-- START OF PASSAGE GIVEN --

The MPUC can grant an extension of the divestiture
deadline if the extension will improve the selling price.
For assets not divested, the utilities are required to
sell the rights to the energy and capacity from these
assets. The Company shall submit to the MPUC its
divestiture plan no later than January 1, 1999.
3) The Company, through a regulated affiliate, will continue
to provide transmission and distribution services which
will be subject to continued rate regulation by the MPUC.
4) Maine electric utilities will be permitted a reasonable
opportunity to recover legitimate, verifiable and
unmitigable costs that are otherwise unrecoverable as a
result of retail competition in the electric utility
industry. The MPUC shall determine these stranded costs
by considering:
a) the utility's regulatory assets related to
generation, i.e., the Company's unrecovered
Seabrook investment;
b) the difference between net plant investment in
generation assets compared to the market value for
those assets; and
c) the difference between future contract payments and
the market value of the purchased power contracts,
i.e., the W/S contract.
By July 1, 1999, the MPUC will have estimate the stranded
costs for the Company and the manner for the collection of
these costs by the transmission and distribution company.
Customers reducing or eliminating their consumption of
electricity by switching to self-generation, conversion to
alternative fuels or utilizing demand-side management
measures cannot be assessed exit or entry fees.
-10-
5) The MPUC shall include in the rates charged by the
transmission and distribution utility decommissioning
expenses for Maine Yankee. In 2003 and every three years
thereafter until the stranded costs are recovered, the
MPUC shall review and adjust the stranded cost recovery
amounts and related transition charges. However, the MPUC
may adjust the amounts at any point in time that they deem
appropriate. Since the legislation provides for our
recovery of stranded costs by the transmission and
distribution company, the Company will continue to
recognize existing regulatory assets and plant costs as
required by Emerging Issues Task Force 97-4.
6) Employees, other than officers, displaced as a result of
retail competition will be entitled to certain severance
benefits and retraining programs. These costs will be
recovered through charges collected by the regulated
transmission and distribution company.
The MPUC will conduct several rulemaking proceedings
associated with the new restructuring law. The Company is
presently reviewing its business operations and the
opportunities that the new restructuring law presents.
When the details of the restructuring plan are determined
by the MPUC rulemaking, the Company will discontinue
application of the Statement of Financial Accounting
Standards No. 71 (SFAS 71), "Accounting for the Effects of
Certain Types of Regulations", for the retail segment of
its business jurisdiction. The Company cannot predict the
value of the Company's stranded investment that the MPUC
will determine.
7. ACCOUNTING PRONOUNCEMENT
In February 1997, the Financial Accounting Standards Board (FASB) issued
Statement of Financial Accounting Standards (SFAS) No. 128 "Earnings per
Share". This Statement is effective for financial statements issued for
periods ending after December 15, 1997 with earlier application not
permitted. The Statement requires dual presentation of basic and
diluted earnings per share on the income statement. The Company's basic
earnings per share for fiscal 1997 will be calculated similar to its
currently disclosed earnings per share. Diluted earnings per share
will not be materially different from basic earnings per share.

-- END OF PASSAGE GIVEN --
-- START OF EXTRACTED DATA --

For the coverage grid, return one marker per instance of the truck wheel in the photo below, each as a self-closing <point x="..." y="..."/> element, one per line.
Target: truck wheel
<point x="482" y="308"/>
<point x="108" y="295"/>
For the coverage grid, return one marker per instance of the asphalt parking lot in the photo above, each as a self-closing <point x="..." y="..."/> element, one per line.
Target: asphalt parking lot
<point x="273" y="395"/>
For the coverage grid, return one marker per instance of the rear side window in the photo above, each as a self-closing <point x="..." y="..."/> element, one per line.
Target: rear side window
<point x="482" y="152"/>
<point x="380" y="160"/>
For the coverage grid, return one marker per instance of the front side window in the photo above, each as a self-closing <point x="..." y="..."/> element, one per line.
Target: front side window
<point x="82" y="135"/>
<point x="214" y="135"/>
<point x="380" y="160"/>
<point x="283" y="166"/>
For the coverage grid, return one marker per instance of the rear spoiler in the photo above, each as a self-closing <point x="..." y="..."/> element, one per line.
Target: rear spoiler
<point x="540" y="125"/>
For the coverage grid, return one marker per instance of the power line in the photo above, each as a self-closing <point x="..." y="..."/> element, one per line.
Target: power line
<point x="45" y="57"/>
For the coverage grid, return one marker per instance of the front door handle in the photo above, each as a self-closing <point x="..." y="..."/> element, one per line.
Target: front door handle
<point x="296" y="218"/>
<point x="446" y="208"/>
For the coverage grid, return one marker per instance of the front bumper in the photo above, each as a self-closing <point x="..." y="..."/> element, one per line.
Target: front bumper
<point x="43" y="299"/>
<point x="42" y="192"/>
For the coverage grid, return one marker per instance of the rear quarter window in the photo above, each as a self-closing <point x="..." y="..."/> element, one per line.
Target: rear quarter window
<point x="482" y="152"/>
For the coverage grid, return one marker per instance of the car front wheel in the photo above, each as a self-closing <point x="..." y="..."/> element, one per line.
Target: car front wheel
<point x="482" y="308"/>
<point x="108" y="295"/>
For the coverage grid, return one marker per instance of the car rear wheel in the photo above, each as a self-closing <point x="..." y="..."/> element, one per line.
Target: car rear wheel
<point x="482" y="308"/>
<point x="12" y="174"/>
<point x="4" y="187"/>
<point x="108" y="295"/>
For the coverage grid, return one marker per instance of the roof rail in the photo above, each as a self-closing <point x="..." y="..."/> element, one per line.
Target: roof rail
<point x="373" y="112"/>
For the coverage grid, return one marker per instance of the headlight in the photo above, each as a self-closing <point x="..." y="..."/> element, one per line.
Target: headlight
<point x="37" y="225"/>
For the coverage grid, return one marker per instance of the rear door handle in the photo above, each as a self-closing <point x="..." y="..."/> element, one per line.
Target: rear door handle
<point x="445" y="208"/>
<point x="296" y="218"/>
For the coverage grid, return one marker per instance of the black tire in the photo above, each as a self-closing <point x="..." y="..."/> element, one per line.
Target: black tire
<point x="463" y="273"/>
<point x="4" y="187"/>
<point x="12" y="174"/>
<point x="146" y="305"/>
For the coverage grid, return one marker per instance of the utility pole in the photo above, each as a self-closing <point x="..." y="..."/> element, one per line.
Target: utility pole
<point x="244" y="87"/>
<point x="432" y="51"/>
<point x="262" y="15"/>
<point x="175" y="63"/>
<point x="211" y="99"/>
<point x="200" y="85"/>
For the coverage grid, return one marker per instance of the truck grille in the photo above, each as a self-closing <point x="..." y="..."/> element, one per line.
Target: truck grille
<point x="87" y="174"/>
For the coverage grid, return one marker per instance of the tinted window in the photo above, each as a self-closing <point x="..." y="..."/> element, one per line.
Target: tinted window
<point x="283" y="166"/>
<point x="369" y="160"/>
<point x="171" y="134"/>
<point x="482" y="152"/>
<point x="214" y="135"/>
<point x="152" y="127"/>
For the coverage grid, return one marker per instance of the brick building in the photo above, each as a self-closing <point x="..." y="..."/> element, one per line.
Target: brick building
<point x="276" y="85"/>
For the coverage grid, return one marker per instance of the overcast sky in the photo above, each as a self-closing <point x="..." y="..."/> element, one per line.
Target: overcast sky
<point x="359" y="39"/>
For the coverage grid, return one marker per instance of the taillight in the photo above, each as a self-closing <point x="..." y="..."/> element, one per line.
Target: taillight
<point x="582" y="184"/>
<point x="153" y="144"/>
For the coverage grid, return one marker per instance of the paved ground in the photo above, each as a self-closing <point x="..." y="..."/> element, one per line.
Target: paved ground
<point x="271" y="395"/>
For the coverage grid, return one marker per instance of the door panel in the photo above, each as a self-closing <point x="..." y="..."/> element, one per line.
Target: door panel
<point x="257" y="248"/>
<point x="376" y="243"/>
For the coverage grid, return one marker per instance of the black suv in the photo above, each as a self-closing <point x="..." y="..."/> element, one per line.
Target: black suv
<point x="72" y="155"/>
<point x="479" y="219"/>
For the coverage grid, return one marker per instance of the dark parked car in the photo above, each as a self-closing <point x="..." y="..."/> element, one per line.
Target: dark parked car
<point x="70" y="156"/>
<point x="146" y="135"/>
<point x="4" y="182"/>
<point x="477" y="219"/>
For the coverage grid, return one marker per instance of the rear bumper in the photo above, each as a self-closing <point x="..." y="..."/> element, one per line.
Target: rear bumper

-- END OF EXTRACTED DATA --

STATED TASK A ->
List the factors the MPUC must consider when determining stranded costs, according to the passage on Maine electric utility restructuring.
STATED TASK B ->
In the passage on Maine electric utility restructuring, what is the latest date by which the Company must submit its divestiture plan to the MPUC?
STATED TASK C ->
Extend the passage on Maine electric utility restructuring, starting after its final sentence.
The lines above are material separate from the passage on Maine electric utility restructuring.

RESULT A ->
- The utility's regulatory assets related to generation, i.e., the Company's unrecovered Seabrook investment
- The difference between net plant investment in generation assets and the market value for those assets
- The difference between future contract payments and the market value of the purchased power contracts, i.e., the W/S contract

RESULT B ->
January 1, 1999.

RESULT C ->
In June 1997, the FASB issued SFAS No. 130 "Reporting Comprehensive
Income", which requires the separate reporting of all changes to
shareholders' equity, and SFAS No. 131 "Disclosures about Segments of
an Enterprise and Related Information", which revises existing
guidelines about the level of financial disclosure of a Company's
operations. Both Statements are effective for financial statements
issued after December 15, 1997. The Company has not determined the
impact of the new standards, but does not expect them to have a material
impact to existing financial reporting.
-11-
Item 2. Management's Analysis of Quarterly Income Form 10-Q
Statements
Results of Operations
Earnings (loss) per share and net income (loss) available for
common stock for the three months ended June 30, 1997 along with
the corresponding information for the previous year are as
follows:
Three Months Ended
June 30,
1997 1996
Earnings (loss) per share $(.22) $ .38
Net income (loss)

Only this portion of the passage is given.